In the news report about the Muji loyalty-point fraud, write out the passage that starts at the words "Police say fraudster" and ends after "he lives in.".

▸ Text shown

# # #

Police say fraudster virtually visited Muji branches on three continents without ever leaving his Hokkaido home.

Some people believe that criminals can’t help but return to the scene of their crimes, and you could argue that’s what Daigo Sugano did. However, much like with his first arrest, police are saying the 29-year-old resident of Ishikari in Hokkaido Prefecture managed to pull off a multi-city caper without leaving the town he lives in.

Many retailers in Japan have loyalty programs that reward not only paying customers, but also anyone who visits their store for browsing. Granted, the non-paying visitor rewards are a pittance, at most a few yen of store credit when you check in through the store’s app or kiosk, but still, that’s a few yen’s worth of pure profit. In the case of interior and lifestyle brand Mujirushi (also known as Muji), each visit gets you one point, equivalent to one yen (roughly one U.S. cent) of credit.

# # #

▸ Raw records
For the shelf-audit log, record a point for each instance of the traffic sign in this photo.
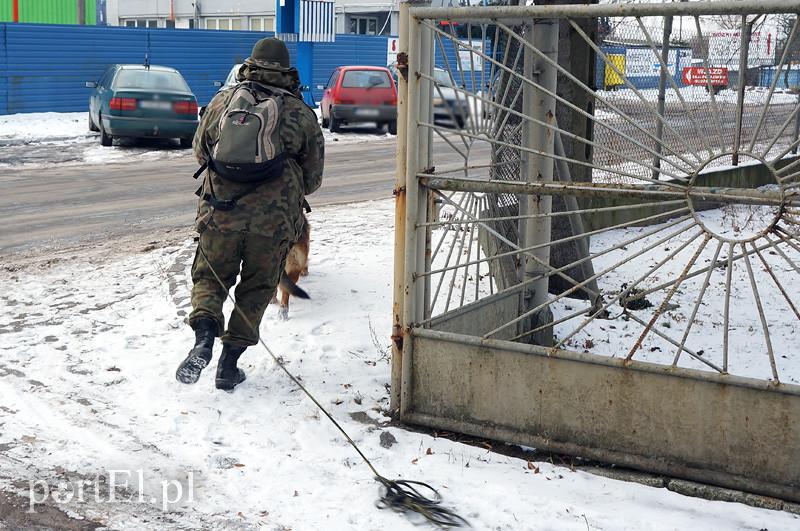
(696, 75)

# # #

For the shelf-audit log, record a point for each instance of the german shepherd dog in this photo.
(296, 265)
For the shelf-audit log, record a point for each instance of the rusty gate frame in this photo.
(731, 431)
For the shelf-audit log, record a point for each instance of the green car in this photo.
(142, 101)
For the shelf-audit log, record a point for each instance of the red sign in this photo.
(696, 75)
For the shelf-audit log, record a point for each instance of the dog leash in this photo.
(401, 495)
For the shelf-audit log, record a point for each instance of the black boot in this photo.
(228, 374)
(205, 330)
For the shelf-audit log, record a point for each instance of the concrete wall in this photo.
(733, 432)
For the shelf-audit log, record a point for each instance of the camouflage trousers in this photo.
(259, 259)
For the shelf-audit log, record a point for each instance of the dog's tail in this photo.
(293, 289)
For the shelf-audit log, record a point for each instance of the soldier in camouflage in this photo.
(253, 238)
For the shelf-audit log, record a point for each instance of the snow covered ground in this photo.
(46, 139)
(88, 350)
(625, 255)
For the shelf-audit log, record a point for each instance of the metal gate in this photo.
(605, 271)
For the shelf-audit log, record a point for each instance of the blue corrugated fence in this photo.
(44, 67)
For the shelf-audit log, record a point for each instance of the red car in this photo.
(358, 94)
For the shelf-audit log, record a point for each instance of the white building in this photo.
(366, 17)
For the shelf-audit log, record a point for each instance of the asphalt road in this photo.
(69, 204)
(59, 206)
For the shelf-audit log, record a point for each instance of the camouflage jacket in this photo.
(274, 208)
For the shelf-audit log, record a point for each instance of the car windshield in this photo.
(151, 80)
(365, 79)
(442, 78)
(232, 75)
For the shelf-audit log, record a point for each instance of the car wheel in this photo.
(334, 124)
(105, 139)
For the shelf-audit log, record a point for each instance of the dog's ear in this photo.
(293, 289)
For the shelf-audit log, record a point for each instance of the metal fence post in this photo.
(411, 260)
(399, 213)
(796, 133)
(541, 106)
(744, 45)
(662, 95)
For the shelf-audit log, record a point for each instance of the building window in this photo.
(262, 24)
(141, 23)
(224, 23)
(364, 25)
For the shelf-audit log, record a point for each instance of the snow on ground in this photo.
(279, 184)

# # #

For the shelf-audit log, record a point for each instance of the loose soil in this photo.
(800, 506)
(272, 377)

# # #

▸ Right answer
Police say fraudster virtually visited Muji branches on three continents without ever leaving his Hokkaido home.

Some people believe that criminals can’t help but return to the scene of their crimes, and you could argue that’s what Daigo Sugano did. However, much like with his first arrest, police are saying the 29-year-old resident of Ishikari in Hokkaido Prefecture managed to pull off a multi-city caper without leaving the town he lives in.